***** PROVIDED DATA

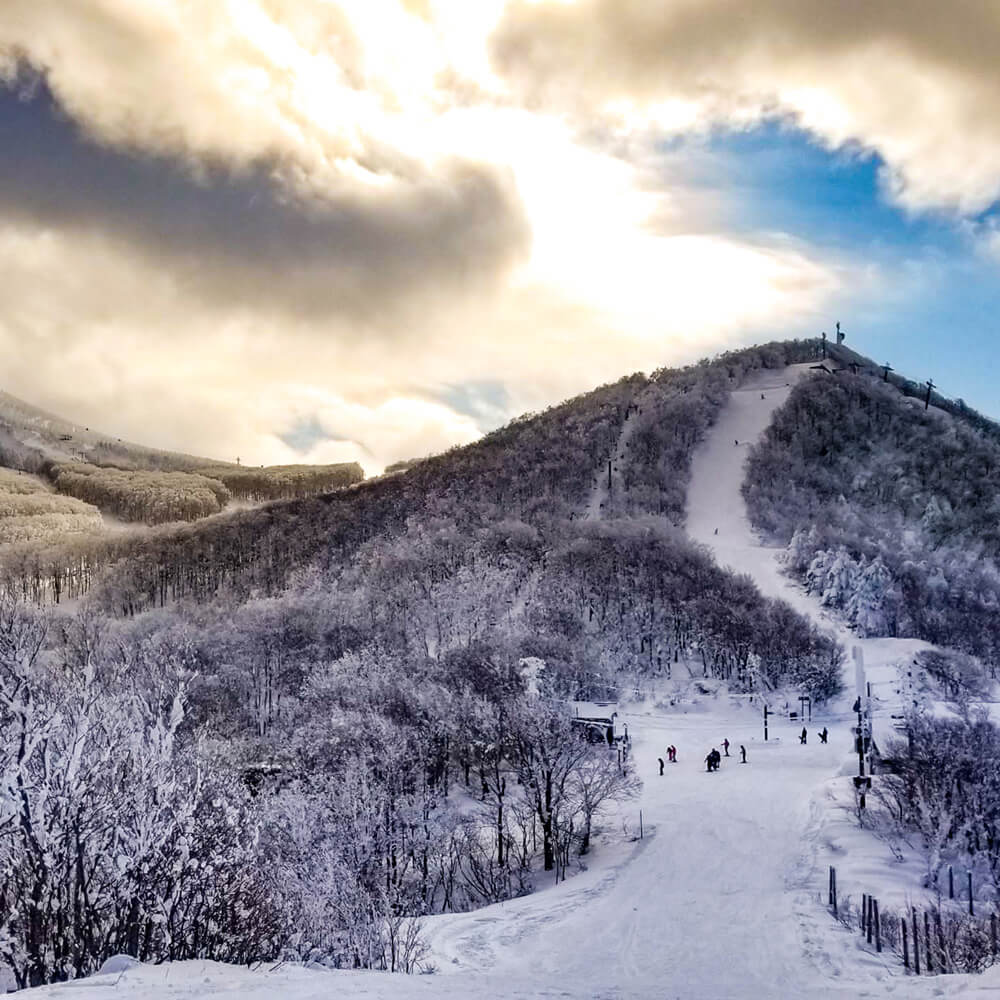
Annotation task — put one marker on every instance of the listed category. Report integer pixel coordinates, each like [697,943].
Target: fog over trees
[353,706]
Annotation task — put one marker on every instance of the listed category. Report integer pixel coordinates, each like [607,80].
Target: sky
[338,230]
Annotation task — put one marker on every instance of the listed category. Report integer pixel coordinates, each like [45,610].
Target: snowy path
[715,502]
[722,898]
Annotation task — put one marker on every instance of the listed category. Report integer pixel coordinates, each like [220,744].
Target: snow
[722,897]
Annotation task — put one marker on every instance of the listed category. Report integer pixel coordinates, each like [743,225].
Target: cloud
[917,82]
[313,231]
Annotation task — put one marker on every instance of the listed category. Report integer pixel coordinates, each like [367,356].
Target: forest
[135,484]
[29,512]
[355,705]
[889,510]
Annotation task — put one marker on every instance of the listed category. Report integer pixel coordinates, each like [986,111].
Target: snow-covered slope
[722,899]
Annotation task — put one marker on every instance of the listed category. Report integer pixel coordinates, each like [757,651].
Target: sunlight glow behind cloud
[488,180]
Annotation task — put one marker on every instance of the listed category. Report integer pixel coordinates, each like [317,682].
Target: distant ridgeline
[29,511]
[144,485]
[463,538]
[890,511]
[253,702]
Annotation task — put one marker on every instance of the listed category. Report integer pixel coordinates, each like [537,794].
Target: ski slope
[721,899]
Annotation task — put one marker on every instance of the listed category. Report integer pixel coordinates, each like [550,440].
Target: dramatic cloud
[918,82]
[368,229]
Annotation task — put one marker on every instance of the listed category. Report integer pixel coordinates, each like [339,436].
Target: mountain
[127,482]
[889,507]
[306,731]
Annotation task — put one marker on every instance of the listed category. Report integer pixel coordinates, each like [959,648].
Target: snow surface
[722,898]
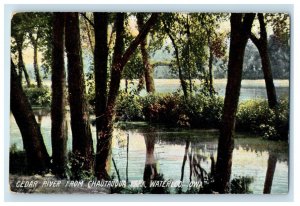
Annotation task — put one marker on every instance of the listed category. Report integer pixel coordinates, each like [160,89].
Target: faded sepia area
[151,103]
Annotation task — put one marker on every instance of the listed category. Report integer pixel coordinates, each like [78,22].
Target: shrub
[38,96]
[173,109]
[129,107]
[255,116]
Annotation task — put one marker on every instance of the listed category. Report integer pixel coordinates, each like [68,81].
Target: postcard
[149,103]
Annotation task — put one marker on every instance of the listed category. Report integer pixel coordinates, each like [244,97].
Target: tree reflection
[270,172]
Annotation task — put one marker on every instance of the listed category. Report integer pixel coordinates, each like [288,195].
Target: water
[166,150]
[251,89]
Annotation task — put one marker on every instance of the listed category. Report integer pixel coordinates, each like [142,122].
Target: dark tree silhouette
[148,69]
[58,117]
[240,31]
[82,142]
[37,155]
[104,134]
[262,46]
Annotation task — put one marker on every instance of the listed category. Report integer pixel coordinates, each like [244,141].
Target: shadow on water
[158,153]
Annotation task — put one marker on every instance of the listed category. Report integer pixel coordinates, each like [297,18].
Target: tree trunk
[187,144]
[262,46]
[37,155]
[82,139]
[34,43]
[210,72]
[148,69]
[105,134]
[100,59]
[182,80]
[36,68]
[270,173]
[240,31]
[150,171]
[58,117]
[188,54]
[21,66]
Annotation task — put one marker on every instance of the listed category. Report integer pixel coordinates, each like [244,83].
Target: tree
[104,134]
[262,46]
[148,69]
[272,160]
[82,144]
[100,60]
[241,25]
[37,156]
[18,33]
[58,116]
[176,51]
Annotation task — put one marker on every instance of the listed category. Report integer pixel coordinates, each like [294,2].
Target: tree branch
[134,44]
[255,40]
[87,19]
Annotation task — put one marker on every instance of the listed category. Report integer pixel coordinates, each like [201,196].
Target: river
[163,149]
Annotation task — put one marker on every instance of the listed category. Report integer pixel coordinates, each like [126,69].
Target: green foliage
[75,168]
[255,116]
[129,107]
[241,185]
[202,111]
[38,96]
[198,111]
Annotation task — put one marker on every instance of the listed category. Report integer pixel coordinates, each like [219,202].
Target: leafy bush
[38,96]
[241,185]
[256,116]
[202,111]
[197,111]
[129,107]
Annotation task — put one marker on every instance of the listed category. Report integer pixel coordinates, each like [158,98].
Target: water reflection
[150,171]
[270,172]
[141,152]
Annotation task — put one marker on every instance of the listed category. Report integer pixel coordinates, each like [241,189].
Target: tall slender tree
[241,25]
[148,69]
[272,160]
[37,156]
[262,46]
[82,143]
[104,134]
[58,116]
[100,60]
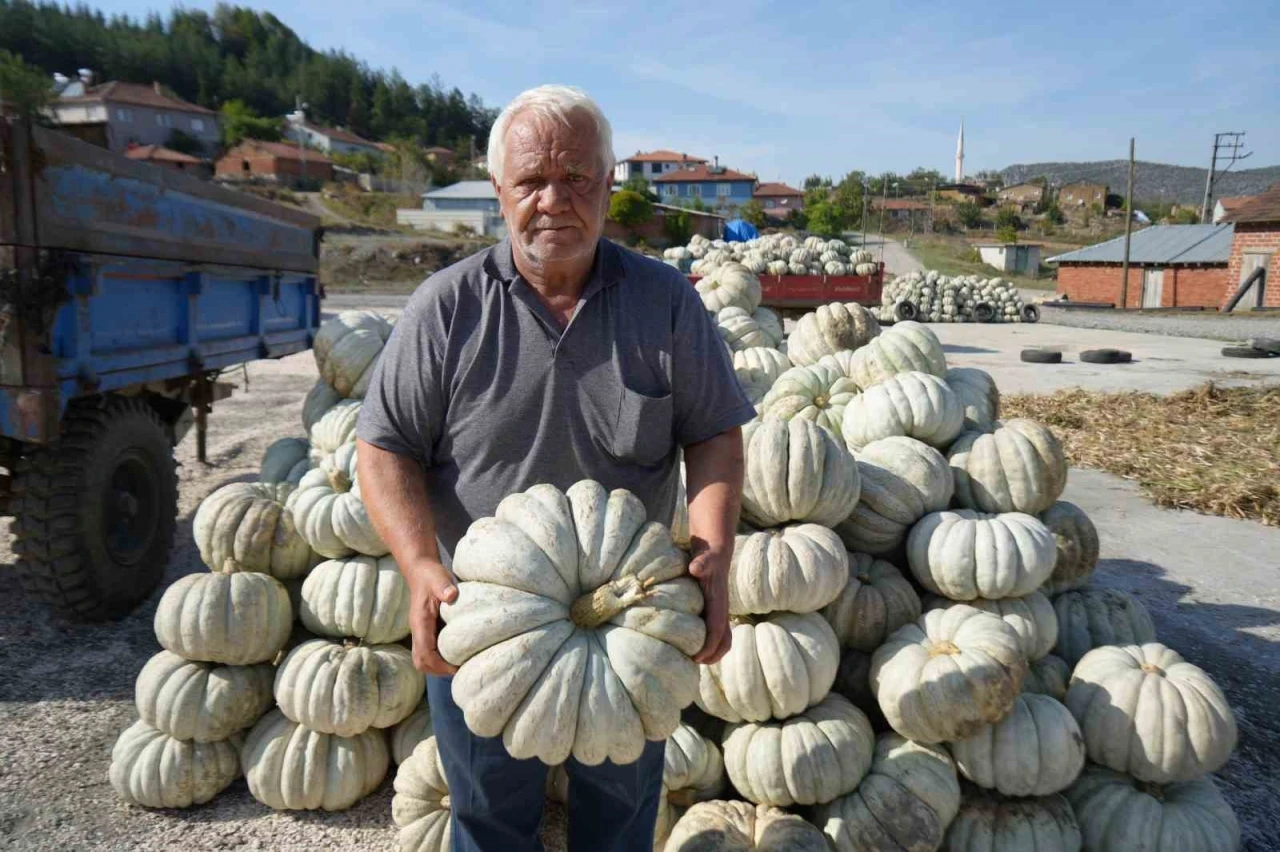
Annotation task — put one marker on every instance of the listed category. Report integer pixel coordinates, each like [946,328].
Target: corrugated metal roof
[464,189]
[1160,244]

**********

WHAT THE TASK REQUIRES » Output all the records, word for word, with no pictures in the copy.

ANSWER TO THE EXERCISE »
Annotation task — put one marker on every instance of the listed category. Report integer pixel coordinates, each like [697,943].
Target: fog over trees
[353,706]
Annotation task — put one marker on every instance of the listed category. Report integer pixel coordinates, each like [607,80].
Target: sky
[338,230]
Annotation task — put one marker on every instance of the listed category. Report integer pixel coordinates, each like [45,610].
Target: snowy path
[715,502]
[722,898]
Annotation task — put one marker on every instance of the listed category. Report integer pixel coordinates, each like [220,744].
Target: snow
[722,897]
Annotation task — put one marker on every instance of the listed category. Report integer pixel coordinates, each like [743,225].
Target: cloud
[917,82]
[313,231]
Annotation task — put one marker on every instance of the listed category. Report integer pixel coordinates, each like [367,356].
Target: forest
[135,484]
[29,512]
[355,705]
[889,510]
Annotation task — put one marker on every instance of the listed category. Report integer pixel coordinates, each like [986,111].
Target: snow-covered slope
[722,899]
Annotation task — put one marker on every instance of the listed category. Report integer pixel coordinates, each like [757,651].
Target: sunlight glow behind cloud
[488,180]
Annotation task — put one marker on every instance of the listed category. Report integer pixel coordinates, each like [317,682].
Target: distant ridgeline
[29,511]
[144,485]
[463,538]
[890,511]
[253,702]
Annotation task — put one marker on every instance of the listed category. Report integer pixel coordinates, each like [537,794].
Target: ski slope
[721,899]
Annotation task — put one marker on every instance of the listed category. Report integer pixel coordinates, each like [550,440].
Target: dramatic cloud
[918,82]
[368,229]
Annotation task — put one marker on every instance of the listed category. Report integer pixel coordinates, each like [339,436].
Target: mountain
[127,482]
[889,507]
[306,731]
Annotation task — put one marker on every instance of the listed category. Report integer pixel coordinates, each like [959,648].
Target: snow surface
[722,898]
Annotation task — put one marker on every instance of the listed category. Report integer pixel coordinates, each like [160,89].
Target: faded sepia area
[151,103]
Annotation task — put one marker on every instance of the listed category. Report integer pixel coordinates, each like [78,22].
Target: shrub
[38,96]
[173,109]
[129,107]
[255,116]
Annotation task — put one marker on every instance of the listed category. Report integer pixel coordinates, each like [68,81].
Target: postcard
[149,103]
Annotation task — put one marker on every instance of the listed category. Report integer pixel coordinates, each like [244,97].
Target: tree reflection
[270,172]
Annotation task — put one marker on every instance of the listed category. Report integer pixel coordinates, each like [288,195].
Target: water
[166,150]
[251,89]
Annotation task — put one marker on every instance of the listed category. Report integer pixel coordinates, each like [142,122].
Target: dark tree silhouette
[148,69]
[58,117]
[240,31]
[82,142]
[37,155]
[104,134]
[262,46]
Annotation task — put one marker on every instance of the listed category. Report integer pixel coordinates, each like [244,141].
Target: shadow on water
[158,153]
Annotation task — put one marker on every instance of the listed category. Report integer pixel coordinates, each like [297,18].
Target: tree trunk
[187,144]
[262,46]
[37,155]
[82,139]
[34,43]
[210,72]
[148,69]
[105,134]
[100,59]
[182,80]
[36,68]
[270,173]
[240,31]
[150,171]
[58,117]
[188,54]
[21,66]
Annotation task — put one marker on every instance of the listed category. Report integer pixel coordinates, each like [244,83].
Target: tree
[104,134]
[262,46]
[148,69]
[272,160]
[82,144]
[100,60]
[241,25]
[37,156]
[18,33]
[58,116]
[176,51]
Annotation task — put one marker on every instance of the listed category. Report integer pixel coordinates, each like [294,2].
Target: tree branch
[134,44]
[255,40]
[87,19]
Annotation task — put one marker on every instance of the listed category. Report integer pixel coordinates, each like [201,196].
Target: river
[163,149]
Annotation task — put one marker on every instance of the listed category. Report integer pixel coordinates, each like [126,69].
Target: green foliage
[75,168]
[255,116]
[129,107]
[241,185]
[202,111]
[38,96]
[198,111]
Annotation task — put one marker on every instance of the listed category. Report integer pixel coordinates, each like [219,202].
Target: leafy bush
[38,96]
[241,185]
[256,116]
[202,111]
[197,111]
[129,107]
Annotation task — put one marker on every instance of the listed category. Report integer pixel coordinates, each like [158,98].
Target: water reflection
[150,171]
[270,172]
[141,152]
Annotation task — put one marker on every instance of the listed category. Report integer pixel coordinates, each like [241,189].
Target: tall slender tree
[241,25]
[148,69]
[272,160]
[37,156]
[262,46]
[82,143]
[104,134]
[58,116]
[100,60]
Annotation task — put one marker on every instance of the listed category. Report integer pixel coordinates, each like [946,328].
Target: corrugated metal roof
[464,189]
[1160,244]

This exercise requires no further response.